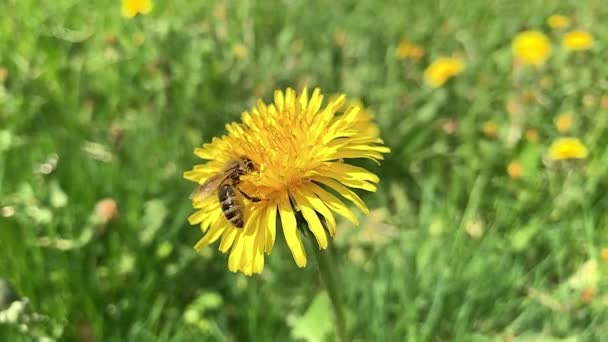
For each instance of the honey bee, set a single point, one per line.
(226, 183)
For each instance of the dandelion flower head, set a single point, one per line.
(131, 8)
(531, 47)
(441, 70)
(577, 40)
(558, 21)
(567, 148)
(407, 49)
(300, 150)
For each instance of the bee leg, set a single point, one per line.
(252, 199)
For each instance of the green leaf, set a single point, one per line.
(316, 323)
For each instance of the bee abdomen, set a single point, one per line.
(230, 205)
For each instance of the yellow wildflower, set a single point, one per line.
(557, 21)
(489, 129)
(568, 148)
(441, 70)
(131, 8)
(532, 135)
(532, 47)
(564, 122)
(605, 254)
(298, 151)
(514, 169)
(577, 40)
(407, 49)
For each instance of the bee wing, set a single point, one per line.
(206, 189)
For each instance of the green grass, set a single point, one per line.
(459, 250)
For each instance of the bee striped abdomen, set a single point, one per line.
(230, 205)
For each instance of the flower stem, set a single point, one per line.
(327, 272)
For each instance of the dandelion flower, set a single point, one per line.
(577, 40)
(131, 8)
(300, 149)
(532, 135)
(490, 129)
(564, 122)
(557, 21)
(567, 148)
(605, 254)
(407, 49)
(514, 169)
(532, 47)
(441, 70)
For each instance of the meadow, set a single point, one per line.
(477, 232)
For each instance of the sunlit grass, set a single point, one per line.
(474, 233)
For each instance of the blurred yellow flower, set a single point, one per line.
(532, 47)
(532, 135)
(514, 169)
(605, 254)
(558, 21)
(298, 151)
(407, 49)
(568, 148)
(577, 40)
(564, 122)
(489, 129)
(441, 70)
(131, 8)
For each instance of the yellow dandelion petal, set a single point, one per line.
(270, 216)
(532, 47)
(441, 70)
(297, 150)
(290, 229)
(557, 21)
(317, 205)
(334, 203)
(131, 8)
(577, 40)
(311, 217)
(604, 254)
(236, 253)
(228, 239)
(567, 148)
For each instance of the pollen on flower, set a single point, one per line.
(131, 8)
(300, 148)
(532, 47)
(567, 148)
(577, 40)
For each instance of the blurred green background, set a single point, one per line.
(99, 116)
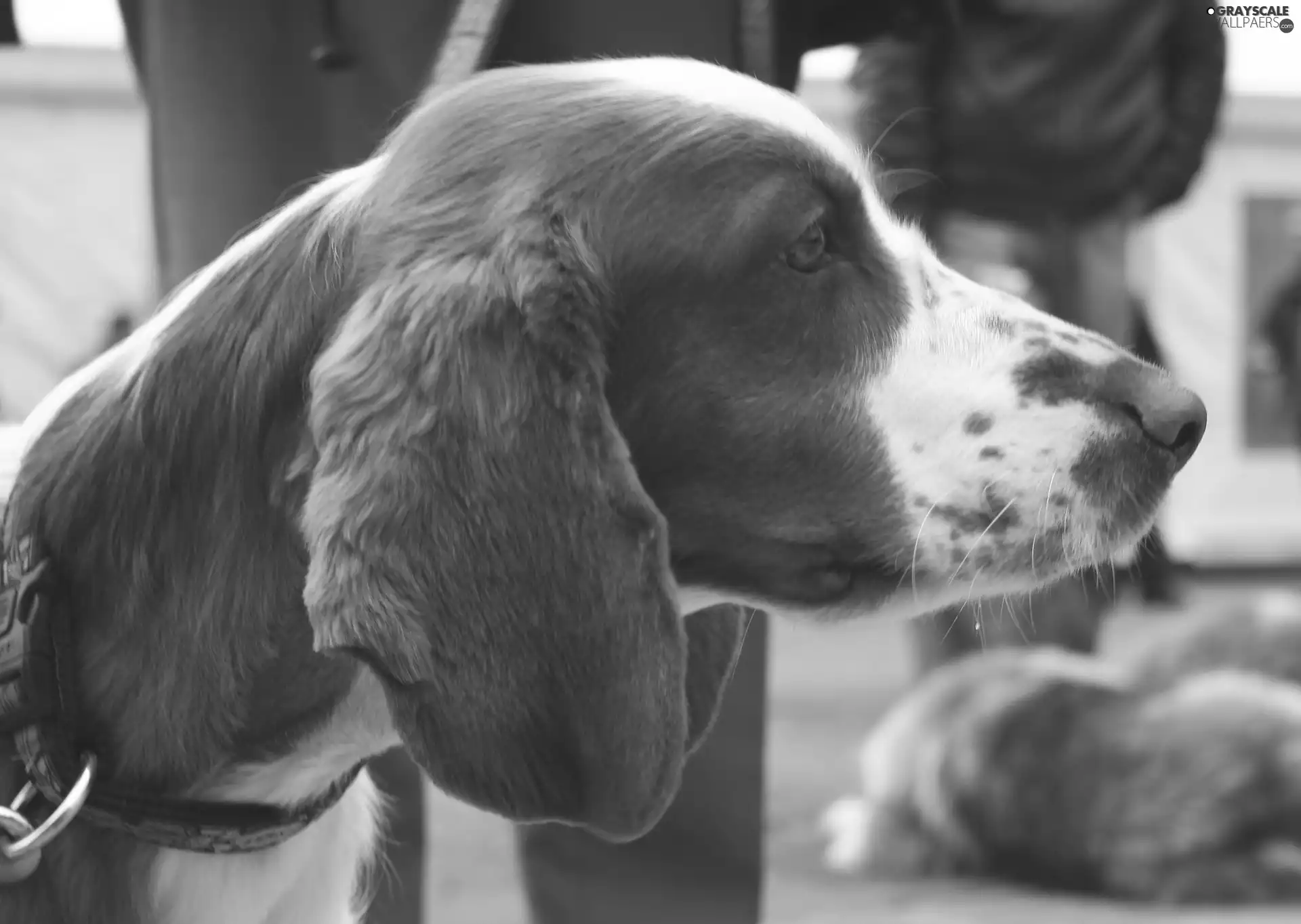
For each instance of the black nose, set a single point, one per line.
(1170, 414)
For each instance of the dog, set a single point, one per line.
(468, 448)
(1172, 776)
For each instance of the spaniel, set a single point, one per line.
(1171, 776)
(444, 450)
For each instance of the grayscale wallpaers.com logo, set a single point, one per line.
(1253, 17)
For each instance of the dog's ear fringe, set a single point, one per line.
(475, 525)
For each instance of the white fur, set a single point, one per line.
(315, 876)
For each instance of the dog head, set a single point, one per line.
(582, 349)
(634, 336)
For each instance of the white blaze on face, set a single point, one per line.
(985, 467)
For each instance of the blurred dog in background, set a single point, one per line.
(1172, 776)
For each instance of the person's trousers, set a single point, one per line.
(241, 119)
(1077, 274)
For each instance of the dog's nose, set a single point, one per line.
(1170, 414)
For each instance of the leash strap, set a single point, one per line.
(469, 39)
(38, 692)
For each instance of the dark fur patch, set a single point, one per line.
(999, 327)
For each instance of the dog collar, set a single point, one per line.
(38, 711)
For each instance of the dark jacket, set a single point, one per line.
(1028, 110)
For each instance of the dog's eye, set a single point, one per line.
(808, 253)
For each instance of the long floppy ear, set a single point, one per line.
(479, 537)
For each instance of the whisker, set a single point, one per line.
(984, 532)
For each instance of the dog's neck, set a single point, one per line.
(165, 484)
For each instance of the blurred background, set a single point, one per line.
(76, 272)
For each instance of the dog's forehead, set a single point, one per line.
(700, 83)
(769, 111)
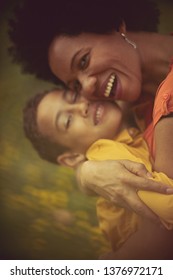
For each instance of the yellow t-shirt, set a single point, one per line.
(118, 223)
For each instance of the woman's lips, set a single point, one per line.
(98, 113)
(111, 89)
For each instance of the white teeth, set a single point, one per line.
(109, 85)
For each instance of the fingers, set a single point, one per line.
(137, 168)
(149, 185)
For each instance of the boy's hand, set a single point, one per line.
(118, 181)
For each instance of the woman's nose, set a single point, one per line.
(81, 108)
(87, 85)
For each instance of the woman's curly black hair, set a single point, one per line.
(37, 22)
(46, 148)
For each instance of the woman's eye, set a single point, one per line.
(84, 61)
(68, 122)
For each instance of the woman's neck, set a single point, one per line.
(155, 51)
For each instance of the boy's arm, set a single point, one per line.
(164, 146)
(150, 242)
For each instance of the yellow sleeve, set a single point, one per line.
(161, 204)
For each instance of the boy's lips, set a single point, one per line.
(98, 112)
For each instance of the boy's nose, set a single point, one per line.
(81, 108)
(88, 85)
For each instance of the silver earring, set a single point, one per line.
(128, 41)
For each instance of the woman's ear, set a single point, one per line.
(70, 159)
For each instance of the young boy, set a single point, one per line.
(66, 128)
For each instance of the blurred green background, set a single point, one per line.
(42, 213)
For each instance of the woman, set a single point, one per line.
(141, 67)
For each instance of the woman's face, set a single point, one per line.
(97, 66)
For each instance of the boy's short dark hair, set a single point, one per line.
(37, 22)
(46, 148)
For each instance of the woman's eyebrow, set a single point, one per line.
(73, 59)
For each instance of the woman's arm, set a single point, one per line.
(150, 242)
(118, 181)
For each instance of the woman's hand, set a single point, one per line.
(118, 181)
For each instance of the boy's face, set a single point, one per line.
(74, 122)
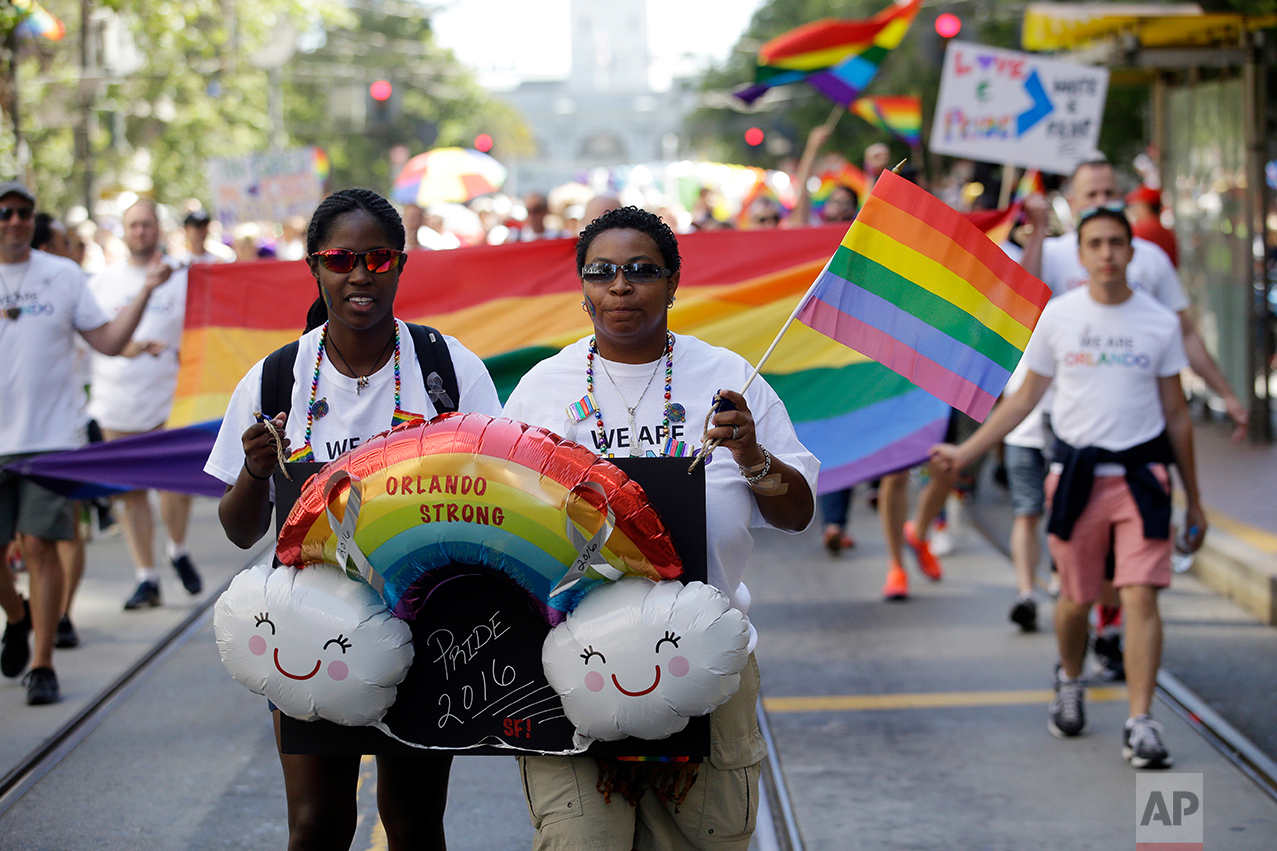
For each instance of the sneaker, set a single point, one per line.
(1024, 613)
(17, 644)
(146, 596)
(188, 574)
(1142, 744)
(1068, 708)
(897, 585)
(41, 686)
(927, 561)
(1107, 661)
(67, 634)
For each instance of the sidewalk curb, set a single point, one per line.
(1240, 573)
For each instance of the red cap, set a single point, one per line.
(1144, 196)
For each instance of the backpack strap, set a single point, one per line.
(277, 380)
(437, 369)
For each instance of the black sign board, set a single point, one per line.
(476, 682)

▬▬▬

» Instruction:
Reproduce every line of the records above word for word, omitting the pictures.

» Answer in full:
For each instance of the honey bee, set a single point, one per line.
(226, 183)
For each instance of the dandelion flower head, set a single point, one per line.
(131, 8)
(531, 47)
(441, 70)
(577, 40)
(558, 21)
(567, 148)
(407, 49)
(300, 150)
For each instance of the bee leg, set a single point, one per line.
(252, 199)
For each instance of the green leaf, set a single point, one per line.
(316, 323)
For each instance of the bee abdomen, set a single point, one per line.
(230, 205)
For each instance of the yellow wildflower, set a single point, one per line.
(557, 21)
(489, 129)
(568, 148)
(441, 70)
(131, 8)
(532, 135)
(532, 47)
(564, 122)
(605, 254)
(298, 151)
(514, 169)
(577, 40)
(407, 49)
For each instance of the bee wing, set a single point, one per line.
(206, 189)
For each instance of the green grass, set a single point, one per line.
(459, 250)
For each instance of the bee striped abdomen, set a single point, one per line.
(230, 205)
For each instance of the flower stem, set a single point, one per line.
(327, 272)
For each instance of the dandelion flower, set a single point, one per line.
(577, 40)
(131, 8)
(300, 149)
(532, 135)
(490, 129)
(564, 122)
(557, 21)
(567, 148)
(605, 254)
(407, 49)
(514, 169)
(532, 47)
(441, 70)
For each instance of the meadow, set a single point, one per line.
(477, 232)
For each instance of the sunlit grass, set a single point, one per line.
(474, 233)
For each instance of the blurred yellow flower, set a single point, one per line.
(532, 47)
(532, 135)
(514, 169)
(605, 254)
(558, 21)
(298, 151)
(407, 49)
(568, 148)
(577, 40)
(564, 122)
(489, 129)
(441, 70)
(131, 8)
For each instance of the yellow dandelion petal, set a single point, one per line.
(270, 216)
(532, 47)
(441, 70)
(297, 150)
(290, 229)
(557, 21)
(317, 205)
(334, 203)
(131, 8)
(577, 40)
(311, 217)
(604, 254)
(236, 253)
(228, 239)
(567, 148)
For each instance of the pollen on flower, set a single point, one per line.
(131, 8)
(300, 148)
(532, 47)
(567, 148)
(577, 40)
For each instance of the blurred green background, set a single point, one per line.
(99, 116)
For each instance of the black nose, set a single point, one per line.
(1170, 414)
For each instance of the dog, set a single point, one per line.
(468, 448)
(1172, 776)
For each instance of the spaniel, set a single point, one per line.
(1171, 776)
(444, 450)
For each instance of the grayscale wallpaers.com logo, set a single point, one per line.
(1253, 17)
For each instance of the dog's ear fringe, set a single point, one per line.
(475, 525)
For each instance of the white fur, set a single point, one per line.
(315, 876)
For each instance of the dog head, set a single point, one per line.
(582, 349)
(634, 336)
For each instance of the white blaze on face, set a single point, one per line.
(985, 467)
For each instance of the blurred dog in background, set a single point, one per line.
(1172, 776)
For each instance of the person's trousers, set a single point, one per line.
(241, 119)
(1077, 274)
For each instance of the dog's nose, set a single point, one per line.
(1170, 414)
For each instance of the leash strap, set a single point, one per line.
(469, 39)
(38, 692)
For each instance of the dark fur patch, set a single point, one per line.
(999, 327)
For each instance of the dog collar, set a single point, one per line.
(38, 711)
For each instance of the dark jacket, set a single point, one per line.
(1028, 110)
For each instance of the dog's eye, set a single point, one per line.
(808, 253)
For each instance of the long floppy ear, set a single point, one per line.
(479, 537)
For each instance of the whisker, set a single point, one per line.
(984, 532)
For each instance of the dog's neck, set a single point, one per line.
(165, 484)
For each instance of the blurred background, set a single point, one per line.
(76, 272)
For each instance of the dog's forehead, set a single point, one per line.
(700, 83)
(769, 111)
For each instance of the yellow t-shirt, set a single point, one per line.
(118, 223)
For each instance of the woman's lips, set a single point, one per line.
(98, 113)
(111, 89)
For each instance of the white teeth, set a single point, one per line.
(109, 85)
For each instance of the fingers, set a single point, one per line.
(137, 168)
(149, 185)
For each instance of the boy's hand, set a single point, one per line.
(118, 181)
For each instance of the woman's nose, set a single point, one per line.
(81, 108)
(87, 85)
For each instance of the woman's curly black hair, set a single point, one per line.
(37, 22)
(46, 148)
For each instance of the woman's eye, set a single point, one per line.
(84, 61)
(68, 122)
For each instance of the woman's neck, set a single point, one per line.
(155, 51)
For each instance of the boy's arm, set a single point, one per line.
(164, 146)
(150, 242)
For each instance of the yellow sleeve, set a single point, one per line.
(161, 204)
For each instance of the boy's lips, set a single point, one per line.
(98, 112)
For each instance of the boy's nose, set a single point, one per line.
(81, 108)
(88, 85)
For each instance of the silver earring, set a single point, one per line.
(128, 41)
For each instance of the woman's ear, set a single point, one per line.
(70, 159)
For each instance of the young boy, set a single point, one per line.
(66, 128)
For each instance of the blurred green background, set a single point, one per line.
(42, 213)
For each instance of the woman, set a single point, one per line.
(141, 67)
For each instance of the woman's face, set a single point, one per line.
(97, 66)
For each instance of the boy's short dark hair, set a single point, one per line.
(37, 22)
(46, 148)
For each instance of the woman's eyebrow, set a single point, one per line.
(73, 59)
For each instance of the woman's arm, set a single point, one per line.
(150, 242)
(118, 181)
For each instance of the woman's hand, set a single point, one per line.
(118, 181)
For each instance of the boy's face, set a single point, one per line.
(74, 122)
For each instance of the sneaker, set a single point, one per line.
(1024, 613)
(17, 644)
(146, 596)
(188, 574)
(1142, 744)
(1068, 708)
(897, 585)
(41, 686)
(927, 561)
(1107, 661)
(67, 634)
For each instance of the sidewalk curb, set a single point, one per line.
(1240, 573)
For each instance of the red cap, set a single point, one per line.
(1144, 196)
For each instance of the backpack strap, set a single point, one per line.
(277, 380)
(437, 369)
For each instance of the black sign board, set a single point, one per line.
(476, 682)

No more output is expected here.